Autre idéologue, planificateur de l’agression russe en Ukraine et promoteur de la « dénazification » : Timofeï Sergueïtsev. Ce proche de Poutine a le sens du paradoxe malfaisant et de l’inversion de la réalité. « Combattre le nazisme », c’est d’abord liquider le président Zelenskiy ( qui est juif) . «La durée de la dénazification ne peut en aucun cas être inférieure à une génération, celle qui va naître, grandir et mûrir dans les conditions de la dénazification », avance-t-il dans un article de RIA Novosti.

« Les criminels de guerre et les nazis actifs doivent être punis de manière exemplaire. Il faut procéder à un nettoyage total, écrit-il dans un texte ( décrit comme le « Mein kampf » de Vladimir Poutine). C’est cette intention d’éradication – l’intention des Russes d’éliminer l’entière nation ukrainienne – qui explique pourquoi le président ukrainien Zelenskiy a dénoncé le « génocide » en cours. Pour Sergueïtsev, la guerre menée par Poutine ne doit pas s’attaquer seulement à l’Ukraine, mais à l’ensemble des valeurs européennes et occidentales. Et il précise : « L’Occident collectif est lui-même le concepteur, la source et le sponsor du nazisme ukrainien. L’Occident est responsable d’un effondrement civilisationnel, contre lequel la Russie doit faire rempart ».  

« Il y a un ennemi territorial, un frère ennemi, l’Ukrainien ! Mais plus encore, il y a un ennemi fondamental : l’Occident », renchérit Vladislav Sourkov, le Steve Bannon de Poutine. Cet homme de l’ombre est le plus « raspoutinien » des propagandistes russes et le plus cynique du théâtre « poutinien ». D’origine tchétchène, il a changé son nom pour se présenter comme plus russe que les Russes. Ce dernier théorise l’idée de « démocratie souveraine », censée célébrer l’autoritarisme «soft» du nouveau tsar. L’année 2014 a marqué  » la fin du cheminement épique de la Russie vers l’Occident, la fin des tentatives répétées et invariablement vouées à l’échec de devenir partie de la civilisation occidentale, d’entrer dans la « bonne famille » des nations européennes, soutient Vladislav Sourkov, dans un texte intitulé La solitude du sang-mêlé. La Russie, poursuit-il, est « implantée à l’Est et à l’Ouest, à la fois européenne et asiatique, sans être pleinement asiatique ni tout à fait européenne. Notre appartenance culturelle et géopolitique rappelle l’identité vagabonde d’une personne issue d’un mariage mixte ». Depuis la mi-Avril, le faucon semble ne plus avoir les faveurs du maître du Kremlin. Il figure dans la liste des expurgés du système, comme des centaines d’autres, militaires, espions, entrepreneurs.

Pour ces mauvais génies de Poutine, le temps de la vengeance du monde slavo-orthodoxe sur l’Occident est arrivé. Peu leur chaut que les Ukrainiens soient eux-mêmes slaves et en partie orthodoxes.

→ Votre objectif: D'après l'extrait fourni, quel est le titre du texte de Vladislav Sourkov qui y est cité ?

→ Liste des entrées:
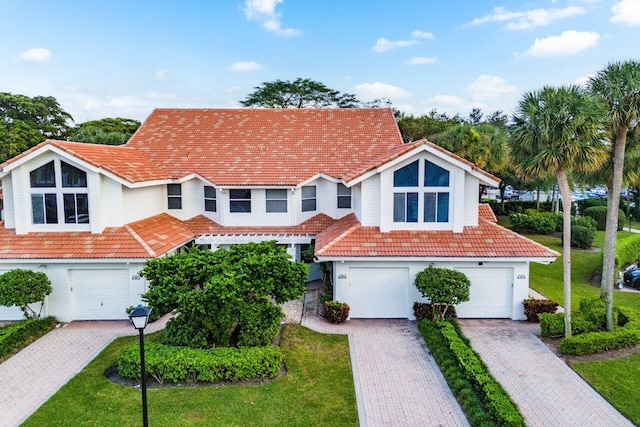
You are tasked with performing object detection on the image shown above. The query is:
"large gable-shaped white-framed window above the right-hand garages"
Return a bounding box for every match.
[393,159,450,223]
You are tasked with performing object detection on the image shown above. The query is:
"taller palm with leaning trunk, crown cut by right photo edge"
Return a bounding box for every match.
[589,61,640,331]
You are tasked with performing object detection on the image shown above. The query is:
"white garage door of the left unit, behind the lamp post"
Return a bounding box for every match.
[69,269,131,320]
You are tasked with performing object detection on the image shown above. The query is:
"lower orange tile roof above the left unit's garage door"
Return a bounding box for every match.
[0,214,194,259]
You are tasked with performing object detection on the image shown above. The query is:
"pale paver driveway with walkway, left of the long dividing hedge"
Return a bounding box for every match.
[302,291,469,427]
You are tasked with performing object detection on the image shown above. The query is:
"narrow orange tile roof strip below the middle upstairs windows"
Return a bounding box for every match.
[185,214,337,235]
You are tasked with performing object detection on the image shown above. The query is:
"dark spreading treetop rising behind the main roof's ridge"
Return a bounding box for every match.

→ Réponse attendue: Il s'intitule La solitude du sang-mêlé.